■ **Exercise task**
Quote the lines from the line holding "Objective: a point on each instance of the gray" to the very end of the listing, exactly, and no others.

■ **Provided data**
**********

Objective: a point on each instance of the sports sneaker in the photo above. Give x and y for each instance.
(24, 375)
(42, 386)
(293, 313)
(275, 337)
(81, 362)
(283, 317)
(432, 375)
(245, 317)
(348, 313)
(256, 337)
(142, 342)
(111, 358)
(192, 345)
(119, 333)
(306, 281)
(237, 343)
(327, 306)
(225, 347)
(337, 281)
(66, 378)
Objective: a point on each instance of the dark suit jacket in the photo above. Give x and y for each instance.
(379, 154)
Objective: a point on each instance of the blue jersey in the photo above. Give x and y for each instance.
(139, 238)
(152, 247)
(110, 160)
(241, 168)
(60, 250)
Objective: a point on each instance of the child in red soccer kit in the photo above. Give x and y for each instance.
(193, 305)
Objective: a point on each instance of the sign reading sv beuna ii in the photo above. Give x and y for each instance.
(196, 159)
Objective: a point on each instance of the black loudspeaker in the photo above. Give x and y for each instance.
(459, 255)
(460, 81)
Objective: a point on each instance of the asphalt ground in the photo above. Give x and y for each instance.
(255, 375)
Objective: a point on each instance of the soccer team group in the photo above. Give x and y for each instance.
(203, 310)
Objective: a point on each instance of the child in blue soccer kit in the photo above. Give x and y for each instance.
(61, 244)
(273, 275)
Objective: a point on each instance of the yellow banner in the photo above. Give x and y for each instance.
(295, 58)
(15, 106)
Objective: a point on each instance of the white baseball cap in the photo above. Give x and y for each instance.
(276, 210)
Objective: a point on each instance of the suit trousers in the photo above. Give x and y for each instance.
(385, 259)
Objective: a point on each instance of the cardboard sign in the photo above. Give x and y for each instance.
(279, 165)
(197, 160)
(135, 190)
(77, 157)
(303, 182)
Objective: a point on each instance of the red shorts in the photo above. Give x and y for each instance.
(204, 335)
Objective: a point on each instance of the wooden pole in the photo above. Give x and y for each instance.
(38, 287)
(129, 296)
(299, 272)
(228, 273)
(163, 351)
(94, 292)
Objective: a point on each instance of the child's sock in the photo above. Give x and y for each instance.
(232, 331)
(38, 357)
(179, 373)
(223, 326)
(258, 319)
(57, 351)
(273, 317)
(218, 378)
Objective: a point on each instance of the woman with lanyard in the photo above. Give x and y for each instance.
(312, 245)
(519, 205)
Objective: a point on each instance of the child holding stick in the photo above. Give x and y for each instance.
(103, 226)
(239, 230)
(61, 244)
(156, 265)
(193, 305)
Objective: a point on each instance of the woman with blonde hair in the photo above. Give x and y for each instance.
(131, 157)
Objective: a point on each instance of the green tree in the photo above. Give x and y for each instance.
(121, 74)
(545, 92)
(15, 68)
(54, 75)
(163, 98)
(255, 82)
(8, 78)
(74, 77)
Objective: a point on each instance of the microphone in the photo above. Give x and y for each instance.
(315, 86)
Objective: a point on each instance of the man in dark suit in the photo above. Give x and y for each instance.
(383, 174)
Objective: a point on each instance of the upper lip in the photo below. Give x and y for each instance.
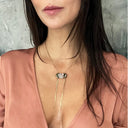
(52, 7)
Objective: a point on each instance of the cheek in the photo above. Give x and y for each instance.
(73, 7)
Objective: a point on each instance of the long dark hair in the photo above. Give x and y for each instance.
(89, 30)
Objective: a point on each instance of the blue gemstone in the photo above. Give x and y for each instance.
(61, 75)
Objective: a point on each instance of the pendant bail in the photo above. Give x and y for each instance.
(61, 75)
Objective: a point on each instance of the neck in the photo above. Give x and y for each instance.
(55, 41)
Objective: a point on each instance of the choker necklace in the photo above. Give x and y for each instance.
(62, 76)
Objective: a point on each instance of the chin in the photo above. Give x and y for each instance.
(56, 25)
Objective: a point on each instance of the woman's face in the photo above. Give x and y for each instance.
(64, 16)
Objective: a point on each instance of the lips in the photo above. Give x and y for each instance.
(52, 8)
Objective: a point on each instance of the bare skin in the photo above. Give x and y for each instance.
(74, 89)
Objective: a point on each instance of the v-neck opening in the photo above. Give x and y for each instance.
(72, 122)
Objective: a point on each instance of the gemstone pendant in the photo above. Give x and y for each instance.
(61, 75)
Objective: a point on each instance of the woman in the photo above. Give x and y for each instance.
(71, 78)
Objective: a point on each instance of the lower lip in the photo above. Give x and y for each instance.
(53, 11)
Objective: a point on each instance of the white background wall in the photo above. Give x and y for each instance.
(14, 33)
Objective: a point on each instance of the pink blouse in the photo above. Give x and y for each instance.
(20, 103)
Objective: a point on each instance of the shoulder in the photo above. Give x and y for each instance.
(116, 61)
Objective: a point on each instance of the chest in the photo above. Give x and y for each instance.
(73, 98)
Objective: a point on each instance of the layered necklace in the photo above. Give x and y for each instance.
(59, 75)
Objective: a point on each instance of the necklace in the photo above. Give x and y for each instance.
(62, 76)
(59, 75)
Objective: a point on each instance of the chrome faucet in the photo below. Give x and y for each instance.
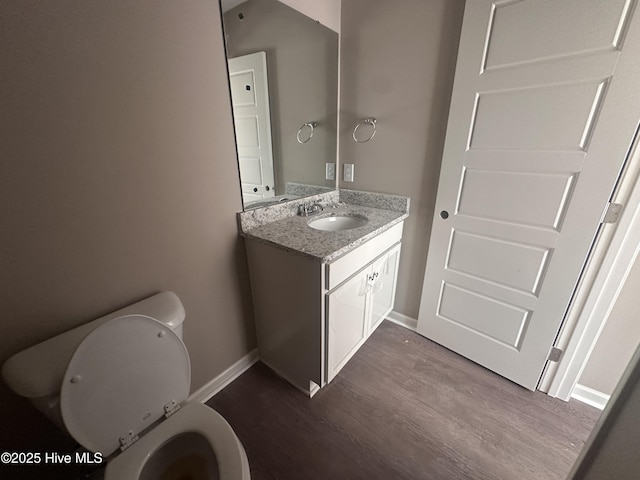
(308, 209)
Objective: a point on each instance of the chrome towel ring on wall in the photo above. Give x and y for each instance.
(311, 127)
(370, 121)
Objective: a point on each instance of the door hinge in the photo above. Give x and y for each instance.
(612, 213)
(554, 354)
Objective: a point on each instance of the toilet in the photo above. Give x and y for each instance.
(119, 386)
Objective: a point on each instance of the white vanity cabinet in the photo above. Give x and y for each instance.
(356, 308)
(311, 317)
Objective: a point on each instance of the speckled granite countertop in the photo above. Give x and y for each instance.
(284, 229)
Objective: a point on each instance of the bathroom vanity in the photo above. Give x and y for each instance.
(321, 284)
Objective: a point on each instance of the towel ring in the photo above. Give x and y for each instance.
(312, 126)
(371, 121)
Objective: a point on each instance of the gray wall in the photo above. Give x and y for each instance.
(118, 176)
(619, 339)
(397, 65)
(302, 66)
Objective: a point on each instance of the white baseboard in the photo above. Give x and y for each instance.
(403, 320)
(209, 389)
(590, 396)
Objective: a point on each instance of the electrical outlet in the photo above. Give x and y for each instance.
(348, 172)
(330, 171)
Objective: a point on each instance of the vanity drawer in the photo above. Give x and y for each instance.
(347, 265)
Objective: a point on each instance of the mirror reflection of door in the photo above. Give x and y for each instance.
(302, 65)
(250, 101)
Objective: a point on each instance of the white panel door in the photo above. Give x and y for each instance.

**********

■ **Answer for the task**
Objective: a point on each instance of the gray wall in the photo above. Give x and y for each instance.
(118, 176)
(619, 339)
(397, 65)
(302, 66)
Objective: a point on each instance of the white baseboard in the photo above. Give x and y for each instance.
(403, 320)
(209, 389)
(590, 396)
Objective: a point on each instance of the electrical outlet in the photo above. Give x and y for each instance.
(348, 172)
(330, 171)
Objective: a point on each instance of the vanity drawer in the photo above. Give x and y for each instance.
(347, 265)
Objective: a point on each instance of the mirror reflection of door in the photo above. Give x and y for each instance.
(302, 65)
(250, 101)
Objective: a point on each instance of the white panel door in the photo above. Give x and y for each instance.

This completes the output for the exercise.